What happens if you apply for life insurance, but you aren’t in the best shape?

More than 50% of our Stangen Life policyholders are female, so we know for a fact that more and more South African women are buying life insurance.

If you haven’t decided to take out life cover yet, it’s probably because you have a few unanswered questions floating around in your head. One of them might well be “I’m not super-healthy right now, so how will this influence my life cover application?”

It’s a good question and one that comes up very often, so we thought it would be worth discussing it in this week’s article.

When you take out a life insurance policy, you are entering into a contract (policy) with a life insurer. On the one hand, the life insurer promises to pay out a predetermined Rand amount to your nominated beneficiary when you pass on, and in exchange for that, you are going to pay a premium every month. Over and above your monthly contributions, part and parcel of holding up your end of the bargain is that you are 100% truthful at the application stage when it comes to your health and any pre-existing conditions you may have, regardless of how far back they date.

Why is all this medical information so important? And why do you need to disclose everything?

Remember that the life insurance company doesn’t know anything about you, but you are asking them to write out a big cheque to someone if you pass away. If the shoe was on the other foot, and you were the one tasked with writing out the big cheque, wouldn’t you want to find out how healthy the applicant is at the outset?

Life insurance companies need to gauge your health so they can price their rates accordingly (know what they should be charging you for your life cover). When you call a life insurance company for a quote, they are going to ask you a few simple questions so they can give you a base level quote.

  1. Your age
  2. Your gender
  3. Your smoking status
  4. Your highest qualification
  5. Your gross monthly income

Click here for a quick quote on the Stangen website.

But this is only a preliminary quote because the insurer will need to run through a series of more comprehensive medical questions before they can grant you the standard rates.

The list of underwriting questions might differ from one life insurer to the next, but ultimately this is what they are looking for:

  1. Have you been ill over the last 5 years and if YES what were you suffering from?
________________________________________
- _About this task_:
Continue the article on life insurance applications and health from the point where it stops.
________________________________________
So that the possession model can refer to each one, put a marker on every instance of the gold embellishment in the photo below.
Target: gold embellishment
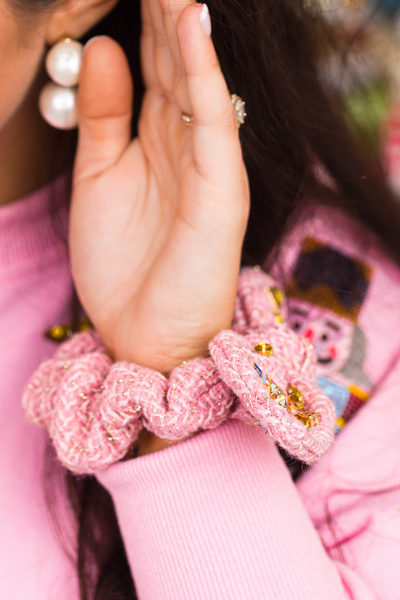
(264, 349)
(295, 399)
(308, 419)
(276, 298)
(187, 119)
(60, 333)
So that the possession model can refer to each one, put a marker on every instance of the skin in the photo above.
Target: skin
(157, 223)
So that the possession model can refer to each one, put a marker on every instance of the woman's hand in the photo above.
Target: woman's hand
(157, 223)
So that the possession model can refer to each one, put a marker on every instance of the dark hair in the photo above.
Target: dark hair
(270, 55)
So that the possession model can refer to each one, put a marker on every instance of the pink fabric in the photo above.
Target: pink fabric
(216, 516)
(94, 409)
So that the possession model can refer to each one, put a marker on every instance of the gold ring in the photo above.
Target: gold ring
(187, 119)
(239, 106)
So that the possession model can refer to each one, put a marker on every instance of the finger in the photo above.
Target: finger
(105, 107)
(215, 134)
(163, 62)
(171, 11)
(149, 74)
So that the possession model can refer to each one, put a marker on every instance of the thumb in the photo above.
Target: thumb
(105, 107)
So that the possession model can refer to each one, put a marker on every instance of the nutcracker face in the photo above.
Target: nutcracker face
(330, 334)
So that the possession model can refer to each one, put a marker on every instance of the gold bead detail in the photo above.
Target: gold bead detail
(264, 349)
(308, 419)
(295, 398)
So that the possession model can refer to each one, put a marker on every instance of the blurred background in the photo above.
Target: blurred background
(367, 72)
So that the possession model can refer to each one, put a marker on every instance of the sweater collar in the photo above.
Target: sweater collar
(34, 228)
________________________________________
- _Response for this exercise_:
  2. Have you ever been diagnosed with cancer, suffered from a heart attack or had a stroke?
  3. Do you have a history of family illness?
  4. What is your height and weight (Body Mass Index)
  5. Do you consume alcohol and/or smoke and if YES how many units of alcohol do you drink per week and how many cigarettes do you smoke per day?
  6. Do you participate in any hazardous activities like skydiving?
  7. What is your occupation and is it hazardous?
  8. Are you HIV positive?
  9. Are you planning any future hospital stays?
  10. Have you had any other major health incidents over the past decade?

Based on the answers to those questions, the underwriter (in most cases a sophisticated actuarial software programme) will give you one of three potential outcomes:

  1. You qualify for life cover at standard rates
  2. You qualify for life cover, but your premium has been loaded
  3. You don’t qualify for life cover at all (declined)

Let’s take a closer look at what each of these outcomes mean.

If you qualify for life cover at standard rates (the rates offered to you when you answer those 5 quick questions) then it means the life insurer is happy with you as a risk. The amount quoted right at the start of your conversation with the sales agent will be offered to you.

If your premium gets “loaded”, it means you will still have the life cover, but the insurance company is asking you to pay more than your original quote and that’s because they picked up something in your medical questions. The answer/s presented a flag for them and because of taking on the extra risk, they want to make sure they price your cover correctly.

A flat-out decline means the life insurance company doesn’t want to take on your risk at all and it must be something serious that has come up in your questions. This seldom happens with a straight life insurance application but can happen if you bolt on other benefits like disability and critical illness.

Most of us are much healthier when we are young and taking out life insurance is also far cheaper when you’re in your 20s and 30s. It’s never going to be cheaper than it is today to secure your family’s future. Every day that you put off taking out life cover is another day that poses a risk of you getting ill and not getting standard rates, or worse yet, not being able to qualify at all.